::: Data shown

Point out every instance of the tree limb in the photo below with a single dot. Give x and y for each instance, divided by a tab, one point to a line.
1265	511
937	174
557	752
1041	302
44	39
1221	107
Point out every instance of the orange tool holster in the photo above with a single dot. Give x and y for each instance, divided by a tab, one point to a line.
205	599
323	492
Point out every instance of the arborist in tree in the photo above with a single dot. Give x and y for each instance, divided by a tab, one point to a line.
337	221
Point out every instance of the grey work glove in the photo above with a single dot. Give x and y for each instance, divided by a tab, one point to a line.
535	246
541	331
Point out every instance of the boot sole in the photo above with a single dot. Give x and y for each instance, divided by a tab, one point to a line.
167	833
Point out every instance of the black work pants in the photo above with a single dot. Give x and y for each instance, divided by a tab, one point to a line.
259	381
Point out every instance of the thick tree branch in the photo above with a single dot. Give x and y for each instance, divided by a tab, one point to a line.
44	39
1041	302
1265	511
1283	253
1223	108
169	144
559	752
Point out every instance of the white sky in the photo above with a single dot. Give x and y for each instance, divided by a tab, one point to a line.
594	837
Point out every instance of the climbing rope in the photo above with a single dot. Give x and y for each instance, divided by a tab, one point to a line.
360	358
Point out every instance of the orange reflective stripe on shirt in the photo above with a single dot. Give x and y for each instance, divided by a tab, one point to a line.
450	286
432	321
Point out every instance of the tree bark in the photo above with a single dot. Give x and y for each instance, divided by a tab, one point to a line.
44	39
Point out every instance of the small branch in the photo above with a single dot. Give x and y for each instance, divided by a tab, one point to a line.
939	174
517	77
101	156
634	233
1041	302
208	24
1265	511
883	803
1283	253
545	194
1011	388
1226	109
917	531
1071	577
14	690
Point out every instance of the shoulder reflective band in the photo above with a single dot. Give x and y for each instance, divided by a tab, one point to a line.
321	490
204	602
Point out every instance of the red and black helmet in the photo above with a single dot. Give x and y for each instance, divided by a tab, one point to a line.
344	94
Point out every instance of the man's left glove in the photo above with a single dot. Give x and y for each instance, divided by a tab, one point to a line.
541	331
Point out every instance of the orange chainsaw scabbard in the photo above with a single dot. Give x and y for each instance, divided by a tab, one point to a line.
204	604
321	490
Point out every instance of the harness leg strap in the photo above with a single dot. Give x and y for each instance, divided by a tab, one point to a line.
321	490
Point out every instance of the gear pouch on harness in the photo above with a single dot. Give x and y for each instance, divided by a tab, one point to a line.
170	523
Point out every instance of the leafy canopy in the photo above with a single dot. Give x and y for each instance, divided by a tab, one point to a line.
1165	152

::::::

Problem statement: Retype the listing. Match it exactly.

The output:
Point out every instance of the tree limb in the photo below with a single dot. Give x and y for each instance, divided by a tab, one point to a line.
1265	511
937	174
557	752
1041	302
44	39
1221	107
Point out every instance of the orange tool holster in the photo above with a single dot. Give x and y for each instance, divided by a tab, one point to a line.
205	599
323	492
Point out every instance of the arborist in tree in the photo above with a single dot. Give x and y for each instance, divided by a tab, one point to a line.
337	221
Point out every instance of the grey work glove in the photo above with a single dot. Give x and y for each instance, divided by a tab, one point to a line.
535	246
541	331
Point out every instance of the boot sole in the photo above with a single dot. Give x and y for each instance, divided by a tab, one point to a line.
167	833
Point out every instance of the black work pants in the photo above with a single dot. Give x and y for each instance, divided by a tab, one point to a line.
259	381
Point out every instance of the thick tree branch in the photo above with a single dot. Give x and y for each instance, divided by a tab, one point to a line.
44	39
1041	302
1265	511
1283	253
1223	108
169	144
559	752
Point out every instance of the white sky in the photo above with a single dot. Give x and y for each instance, divided by a tab, one point to a line.
594	837
Point out every instance of the climbing rope in the photo above with a single dot. Give x and y for each instance, divided by a tab, one point to a line.
360	358
Point out every instance of the orange reflective stripe on shirt in the photo above with a single dot. Give x and y for each instance, divided by a tab, one point to a line.
450	286
432	321
Point out every instance of the tree bark in the photo above with a single dot. Give x and y for each instance, divided by a tab, one point to a line.
44	39
Point out every instance of the small branch in the photo above with a single dot. Give x and y for each instance, divided by a tab, one point to a line.
939	174
517	77
101	156
634	233
1041	302
208	24
1265	511
883	803
1283	253
545	194
1011	388
1226	109
917	531
1071	577
14	690
Point out every instance of the shoulder reflective band in the photo above with a single dot. Give x and y for each instance, divided by a tab, one point to a line.
321	490
204	602
Point out every instance of the red and black helmet in the photo above with a single dot. Give x and y for each instance, divided by a tab, one point to a line.
344	94
Point out every instance of the man's left glove in the photo above with a single dot. Give x and y for each instance, divided by a tab, one point to a line.
541	331
Point out every instance of the orange chainsaw scabbard in the photo above with a single dot. Give x and y for each instance, divided by a tab, one point to a line.
204	604
321	490
Point out every instance of the harness leg strap in the photo above with a single dot. Give x and y for each instance, divided by a tab, one point to a line.
321	490
Point out every instance of the gear pouch on harness in the photo above with a single dot. Give x and y for each instance, divided by a tab, one point to a line.
170	523
Point out every instance of the leafy canopy in the photo above with a single dot. Give x and y for each instance, divided by a tab, one point to a line.
1165	152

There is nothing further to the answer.